START Provided text
A Major League Gamble: What Do Struggling Hospitals and the Chicago Cubs Have in Common?

The Cubs and a struggling hospital — is there reason for optimism, or are both incapable of turning it around?

The Chicago Cubs, in a rebuilding stage, lost more games in the last two seasons than they ever have in the history of the franchise. They haven't won the World Series in nearly 110 years.

Likewise, a struggling hospital has its own set of challenges to overcome. These, over time, have led to a poor financial situation. A struggling hospital often is in a tough payer neighborhood, doesn't have a strength to lead with, and doesn't have the finances to invest heavily in areas that can help it rise from the cellar. When it does invest in an initiative, it often makes the wrong investment.

Rural and standalone hospitals represent the majority of struggling facilities. Thirty-five percent of all acute-care hospitals in the U.S. serve rural communities, according to the American Hospital Association. Fifty-three percent of hospitals are part of a health system, according to data AHA data from 2011, the most recent data available. While the number of hospitals in a system is likely higher today due to the large amount of merger and acquisition activity that has taken place since 2011, the number suggests a large number of hospitals (likely 1,000 or more) still operate with independent governance.

In baseball, the thinking goes, a team can turn a program around by really focusing its resources on the pitching staff. Here, the baseball team has to aggressively ignore other areas and live with low scoring games until the nucleus of a great pitching staff comes along. As this nucleus is developed and grows, the team start to win more games, and eventually, hopefully, has more winning seasons.

In the hospital arena, with a small to mid-sized hospital, leadership often tries to meet many goals (e.g., keep the ED open and working well; start hiring more primary care providers to prepare for population health and protect market share; keep costs low; improve quality on a budget; survive on a payer mix that leans heavily toward Medicaid and indigent patients). These hospitals face many demands and often have few resources, financial or otherwise, to meet them. Standalone hospitals had an average operating margin of just 2.6 percent in 2012, according to Standard & Poor's.

During a hospital turnaround, the most successful leaders often have to starve the hospital in one area and gamble to make the hospital great in other areas. For example, the CEO and board may decide to cut office staff while making alignments with orthopedic physicians. Even here the gamble on each orthopedic physician is a Major League gamble. Some are long-term blue chip contributors, some have one great season, some never make their numbers. And if the finances aren't deep enough, at some point the hospital has to give up on this strategy.

Occasionally, a hospital's troubles are too deep by the time help is brought in that even a highly focused strategy isn't enough to save a hospital. As a result, we see hospitals long focused on preserving independence look to sales or mergers to keep their facilities open. In 2012 there was twice the number of hospital mergers as compared to 2009, according to Irvin Levin Associates. And, 18 hospitals closed their doors last year, many of which unsuccessfully sought last-minute sales or partnerships to stay open.

For the Cubs, their newest focus is rebuilding the farm system. This is not too different than a small hospital hiring lots of doctors right out of residency and hoping they become Major Leaguers. It's not a low risk strategy. The doctors could be there for two years and move on. The doctors may never become great, albeit they are unproven. Similar is the situation with the young prospects a Major League team stockpiles.

As Cubs fans look at this next season, they hope that their team's commitment to the farm system will pay off. And as spring training beckons, the Cub's community is again optimistic that a commitment to one area of strength, at the potential expense of others, will produce the desired result: more W's for the Cubs.

For every local, struggling hospital, one also hopes that a focus on fortifying a few key areas will lead it toward a most stable, and winning future.
END Provided text
START Information
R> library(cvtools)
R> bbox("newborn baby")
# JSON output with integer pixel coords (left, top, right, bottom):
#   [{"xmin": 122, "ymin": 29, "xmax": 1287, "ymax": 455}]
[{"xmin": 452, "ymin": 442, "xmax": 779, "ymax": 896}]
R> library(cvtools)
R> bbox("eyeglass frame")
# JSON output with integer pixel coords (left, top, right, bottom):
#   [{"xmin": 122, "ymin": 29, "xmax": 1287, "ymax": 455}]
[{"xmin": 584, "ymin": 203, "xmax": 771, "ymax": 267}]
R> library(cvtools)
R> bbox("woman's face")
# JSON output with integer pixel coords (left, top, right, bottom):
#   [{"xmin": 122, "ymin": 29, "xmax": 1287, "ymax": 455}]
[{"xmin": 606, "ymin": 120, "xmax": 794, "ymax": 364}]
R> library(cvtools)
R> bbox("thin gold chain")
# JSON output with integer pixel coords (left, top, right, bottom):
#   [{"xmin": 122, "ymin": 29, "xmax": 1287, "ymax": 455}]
END Information
▶ **Instructions to follow**: In the article on struggling hospitals and the Chicago Cubs, why is a small hospital's hiring of many doctors right out of residency described as not a low-risk strategy? Answer in one to three sentences.

▶ **Answer box**: The doctors might stay for two years and then move on. They are also unproven, so they may never become great.